* What you need to do *
Extract, without alteration, the portion of the Father's Day essay on home care that opens with the words containing "Image: My younger" and closes with "own caregiving responsibilities.".

* Text block *
As the national spotlight focuses on the future of care for older adults and people with disabilities, this Father’s Day I am thinking about my family’s experience, six years ago, when my dad was recovering from stomach cancer surgery and how home care enabled his full recovery. I deeply value and am grateful for my relationship with my dad, but without access to homecare, I’m not sure that I would be able to talk politics and play Scrabble with him today.
My dad was diagnosed with stage 3 stomach cancer in the spring of 2015. When exploring treatment options, he decided to undergo chemotherapy and then have surgery to remove the cancer.
The surgery, we had been told, was a common and simple procedure. Unfortunately, what was supposed to be one surgery, ended up being three operations and months of recovery in the hospital and a rehabilitation center. When my dad was finally able to return home, his body had taken a beating.
Image: My younger sister, mom, dad and me celebrating Father’s Day in 2018!
Fortunately, my dad had long-term care insurance which allowed my parents to hire a caregiver named Reynaldo through a local agency. Reynaldo helped my dad with bathing and dressing, testing his blood sugar, medication, and gradually supported him to build the strength to walk down the street again. Reynaldo also helped my mom with light cleaning and gave her much-needed rest from her own caregiving responsibilities.
While Reynaldo’s role in my dad’s recovery was just as essential as the doctors, surgeons and nurses, we were aware that he wasn’t compensated nearly enough. While my parents never knew how much Reyn was paid because he was hired through an agency, they knew he juggled many jobs and did not have a permanent place to live. They gave him bonuses, and if they could have afforded it, would have paid him more.
I know my family’s experience is not unique. 70% of people turning 65 will need some type of long-term care in their lifetime. Yet, for people with lower and moderate incomes, who are paying out of pocket for services, home care is simply not affordable. My dad was privileged to have long-term care insurance, but most people do not— only 1 in 30 Americans own a policy. Many people are placed in impossible situations where they are forced into institutions because it’s the only way for them to receive subsidized care. This is wrong and must end.
Fortunately, we have leaders in office now that understand that our long-term care system is broken. President Biden’s American Jobs Plan would provide $400 billion to expand access to home and community based services, and increase wages and benefits to workers. It’s crucial that it be passed.
I’m excited to celebrate my dad’s 51st Father’s Day this Saturday – he’s 83 years old. As my family celebrates his journey to becoming cancer-free, we also join the chorus of voices demanding public investment in long-term care.

* Data listing *

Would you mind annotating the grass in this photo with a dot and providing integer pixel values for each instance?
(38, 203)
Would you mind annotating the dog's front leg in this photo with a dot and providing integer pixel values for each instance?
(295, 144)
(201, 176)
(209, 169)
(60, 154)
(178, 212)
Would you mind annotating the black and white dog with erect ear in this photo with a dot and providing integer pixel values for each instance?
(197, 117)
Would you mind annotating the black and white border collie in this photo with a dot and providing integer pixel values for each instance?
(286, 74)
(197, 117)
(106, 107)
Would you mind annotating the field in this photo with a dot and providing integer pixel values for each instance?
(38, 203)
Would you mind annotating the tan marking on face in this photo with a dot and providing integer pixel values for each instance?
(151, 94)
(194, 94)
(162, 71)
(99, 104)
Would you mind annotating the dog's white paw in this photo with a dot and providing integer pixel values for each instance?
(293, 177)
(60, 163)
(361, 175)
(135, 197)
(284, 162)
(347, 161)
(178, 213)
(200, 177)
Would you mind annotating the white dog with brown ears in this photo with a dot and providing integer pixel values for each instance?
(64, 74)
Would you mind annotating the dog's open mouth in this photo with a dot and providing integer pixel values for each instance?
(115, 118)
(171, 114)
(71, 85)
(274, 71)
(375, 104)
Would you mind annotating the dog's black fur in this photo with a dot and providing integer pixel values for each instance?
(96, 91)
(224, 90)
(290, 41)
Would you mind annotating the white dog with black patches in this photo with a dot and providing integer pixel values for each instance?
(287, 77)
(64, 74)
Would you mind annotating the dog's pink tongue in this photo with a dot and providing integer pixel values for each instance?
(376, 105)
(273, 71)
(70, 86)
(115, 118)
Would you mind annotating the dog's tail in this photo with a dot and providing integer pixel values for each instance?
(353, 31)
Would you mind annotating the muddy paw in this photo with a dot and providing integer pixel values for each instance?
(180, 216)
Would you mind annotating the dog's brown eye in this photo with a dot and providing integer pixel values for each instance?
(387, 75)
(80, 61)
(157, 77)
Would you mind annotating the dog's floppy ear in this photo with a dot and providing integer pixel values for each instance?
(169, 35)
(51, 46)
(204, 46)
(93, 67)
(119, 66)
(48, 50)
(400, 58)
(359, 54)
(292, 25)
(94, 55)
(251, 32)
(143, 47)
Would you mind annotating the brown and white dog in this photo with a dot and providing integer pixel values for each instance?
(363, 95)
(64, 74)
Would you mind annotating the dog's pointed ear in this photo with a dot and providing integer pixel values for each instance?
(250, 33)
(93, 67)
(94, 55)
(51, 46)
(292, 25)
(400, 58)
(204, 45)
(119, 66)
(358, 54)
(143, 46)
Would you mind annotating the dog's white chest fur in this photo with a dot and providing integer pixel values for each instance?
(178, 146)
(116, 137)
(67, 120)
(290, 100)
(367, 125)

* Task response *
Image: My younger sister, mom, dad and me celebrating Father’s Day in 2018!
Fortunately, my dad had long-term care insurance which allowed my parents to hire a caregiver named Reynaldo through a local agency. Reynaldo helped my dad with bathing and dressing, testing his blood sugar, medication, and gradually supported him to build the strength to walk down the street again. Reynaldo also helped my mom with light cleaning and gave her much-needed rest from her own caregiving responsibilities.